**WORK REQUEST:**
Output the records below in full, word for word; pictures do not belong in it.

**EXTRACTED ENTRIES:**
*** Begin section ***

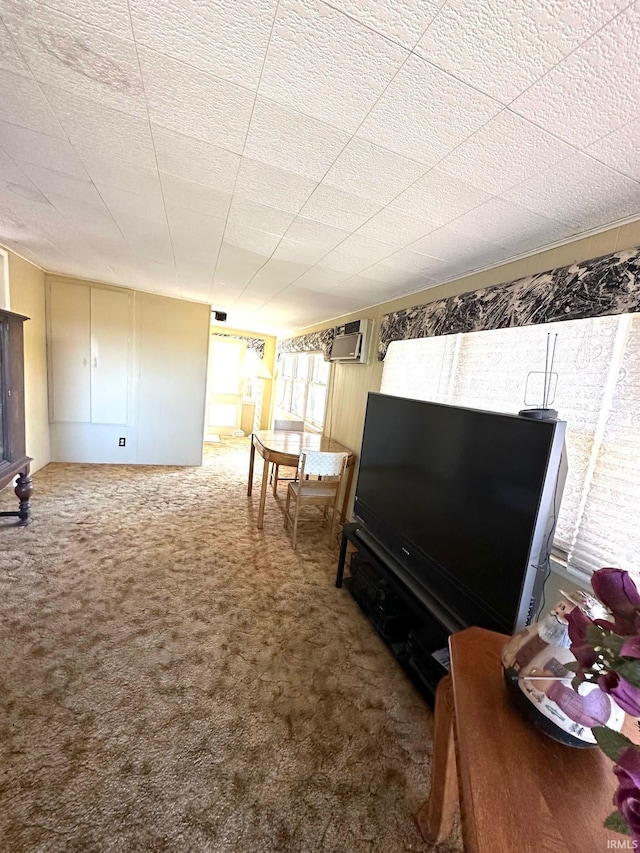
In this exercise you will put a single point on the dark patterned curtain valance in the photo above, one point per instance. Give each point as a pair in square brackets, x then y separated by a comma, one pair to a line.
[314, 342]
[255, 344]
[606, 285]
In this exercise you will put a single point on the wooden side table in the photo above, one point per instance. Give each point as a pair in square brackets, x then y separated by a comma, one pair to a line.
[518, 790]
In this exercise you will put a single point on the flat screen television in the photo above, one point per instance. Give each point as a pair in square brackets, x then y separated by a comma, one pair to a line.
[464, 503]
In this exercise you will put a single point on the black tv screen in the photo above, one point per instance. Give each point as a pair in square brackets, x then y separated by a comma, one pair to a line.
[454, 495]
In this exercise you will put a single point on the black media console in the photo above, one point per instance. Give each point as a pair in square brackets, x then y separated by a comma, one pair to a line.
[414, 626]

*** End section ***

**EXERCISE OUTPUT:**
In this exercise you will put a single point on the dark patterned curtain valance in the photo above, one point per instance. Give each point as a pair in square brackets, x then y separated by a comma, one pair to a line.
[314, 342]
[255, 344]
[606, 285]
In this exercise you will put a single point on the wooden side table in the photo above, one point per instance. Give each point as a pair in square brackets, x then y separated by a comma, one pair to a line.
[518, 790]
In this exercise you will put a single point on the flat screen television in the photo above, one point per instance. Give each point as a pair in square brackets, x then y separated by a comma, one pair to a line.
[464, 503]
In this exercise you will put a single point on the black tv screen in the photo above, one point per instance. Give each point as a pair in square brackets, x then y separated by a comma, one pair to a line.
[454, 495]
In this exercise you will put a single point on the black media console in the photo above, one point per instance. Give each point as a pair in square brackets, x then y separated by a comma, one pair to a line.
[414, 626]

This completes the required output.